Object point labels -
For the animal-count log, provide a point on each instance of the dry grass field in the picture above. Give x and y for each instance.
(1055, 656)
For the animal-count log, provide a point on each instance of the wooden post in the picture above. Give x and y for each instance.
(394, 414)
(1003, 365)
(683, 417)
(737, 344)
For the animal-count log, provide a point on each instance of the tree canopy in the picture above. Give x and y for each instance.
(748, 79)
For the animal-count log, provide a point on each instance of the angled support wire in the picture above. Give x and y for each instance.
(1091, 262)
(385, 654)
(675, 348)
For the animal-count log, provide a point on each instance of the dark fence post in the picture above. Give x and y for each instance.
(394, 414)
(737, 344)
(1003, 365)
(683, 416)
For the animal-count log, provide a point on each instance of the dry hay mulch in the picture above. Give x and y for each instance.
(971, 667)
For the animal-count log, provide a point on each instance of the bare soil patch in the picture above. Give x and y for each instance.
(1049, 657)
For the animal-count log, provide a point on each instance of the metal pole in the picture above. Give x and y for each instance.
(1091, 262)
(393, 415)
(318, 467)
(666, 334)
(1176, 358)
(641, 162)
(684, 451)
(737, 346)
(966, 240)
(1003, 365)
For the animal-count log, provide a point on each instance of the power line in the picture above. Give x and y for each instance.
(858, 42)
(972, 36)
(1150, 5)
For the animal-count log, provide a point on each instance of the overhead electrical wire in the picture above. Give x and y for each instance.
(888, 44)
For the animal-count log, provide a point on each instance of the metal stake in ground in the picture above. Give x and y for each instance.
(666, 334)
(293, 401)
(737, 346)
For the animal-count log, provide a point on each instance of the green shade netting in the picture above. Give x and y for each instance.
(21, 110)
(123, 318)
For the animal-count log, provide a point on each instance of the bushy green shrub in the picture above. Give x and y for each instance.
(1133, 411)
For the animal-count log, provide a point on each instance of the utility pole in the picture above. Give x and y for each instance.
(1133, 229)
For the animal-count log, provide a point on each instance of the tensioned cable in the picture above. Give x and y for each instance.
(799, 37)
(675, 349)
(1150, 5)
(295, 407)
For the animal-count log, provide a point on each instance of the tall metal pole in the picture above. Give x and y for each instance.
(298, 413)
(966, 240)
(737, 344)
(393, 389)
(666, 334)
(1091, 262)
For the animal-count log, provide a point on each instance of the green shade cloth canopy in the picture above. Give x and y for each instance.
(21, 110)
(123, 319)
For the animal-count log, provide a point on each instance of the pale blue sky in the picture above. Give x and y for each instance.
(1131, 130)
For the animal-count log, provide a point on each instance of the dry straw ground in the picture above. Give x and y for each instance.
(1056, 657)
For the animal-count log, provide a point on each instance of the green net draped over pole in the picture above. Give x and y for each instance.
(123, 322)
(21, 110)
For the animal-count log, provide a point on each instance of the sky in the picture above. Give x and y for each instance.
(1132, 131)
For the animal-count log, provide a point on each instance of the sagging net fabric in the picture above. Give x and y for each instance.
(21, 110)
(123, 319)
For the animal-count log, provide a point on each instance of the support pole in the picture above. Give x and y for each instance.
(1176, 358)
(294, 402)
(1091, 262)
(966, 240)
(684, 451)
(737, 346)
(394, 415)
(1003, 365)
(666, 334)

Set task -
Each line above must be reproduced exactly as it stands.

Solution to the exercise -
For the animal-count log, provide a point on each instance of the dry grass field in the picture above. Give x and y for each instance.
(1055, 656)
For the animal-count log, provide a point on each instance of the wooden post in the picture above. Give x and y for each instance.
(394, 414)
(1003, 365)
(683, 417)
(737, 344)
For the animal-count log, provide a point on each instance of the tree canopy in the picture above. Give x and y for each instance.
(748, 79)
For the animal-count log, provide a point on each instance of the angled support wire in the picture above. Give x and y for each instance.
(1091, 262)
(385, 654)
(675, 348)
For the animal-count log, provide a point on each instance of the dark fence post in the picture above. Give x and y for each instance.
(394, 414)
(737, 344)
(1003, 365)
(683, 416)
For the animal-count log, provide a point on each instance of the dry hay mulch in the picture above. Give x and y for each instance.
(971, 667)
For the animal-count log, provide a point on each instance of the bare soil patch in the picture above. Give x and y for each instance.
(1049, 657)
For the animal-count log, provide a point on each instance of the metal pole in the picture above. Give x and y for each instance.
(1091, 262)
(393, 415)
(318, 467)
(666, 334)
(1176, 358)
(641, 162)
(684, 451)
(737, 346)
(966, 240)
(1003, 365)
For the animal-count log, provide a point on each instance of the power line in the picture above. Give x and y for each instance.
(858, 42)
(972, 36)
(1150, 5)
For the animal-count log, provide a point on each instance of the overhead electrical wire in the picture above. Give x and y for each instance.
(888, 44)
For the animal-count log, provide a point on each instance of the metal stake in ground in the picture above. Give x and y for each instance.
(666, 334)
(293, 401)
(737, 346)
For the animal-count log, provide a point on each instance of the green shade netting in the picture above. Give x and y for each instance.
(21, 110)
(123, 318)
For the animal-count log, provide a point on each instance of the bushy green shrub in the picture above. Give x and y for each instance.
(1133, 411)
For the animal-count log, provide a point on each instance of the utility pole in the picture above. Give x and y for each instance.
(1133, 229)
For the animal-count log, provide a point on each instance of the tensioned cable in the picture above. Give x and y for each instance.
(799, 37)
(675, 349)
(1150, 5)
(295, 407)
For the animal-count log, provide a point on each instance of the tall metal pole in the picture above. Give x and y for each instance.
(298, 413)
(966, 240)
(737, 344)
(393, 389)
(666, 334)
(1091, 262)
For the animal-count log, provide a point on each instance of the green shade cloth canopy in the picture above. Give x and y for each instance.
(21, 110)
(123, 319)
For the animal-count log, provide a point on each instance of the pale blue sky in the picture above. Give x and y for each instance.
(1131, 130)
For the animal-count log, provide a point on each instance of the dry straw ground in the picture above. Give x and y for each instance.
(1056, 657)
For the animal-count log, provide a point on each instance of the green net draped over pole in the picture above. Give x and y for each instance.
(123, 322)
(21, 110)
For the animal-count log, provide a point on each instance of the sky in the picture above. Give x and y for each instance.
(1132, 131)
For the animal-count log, provide a point on each instance of the sagging net fabric in the picture above. Give x and y for each instance.
(21, 110)
(123, 319)
For the animal-count log, provide a point on each instance of the support pole in the picture above. Give x and y for each instance.
(1176, 358)
(294, 402)
(1091, 262)
(966, 240)
(684, 451)
(737, 346)
(394, 415)
(1003, 365)
(666, 334)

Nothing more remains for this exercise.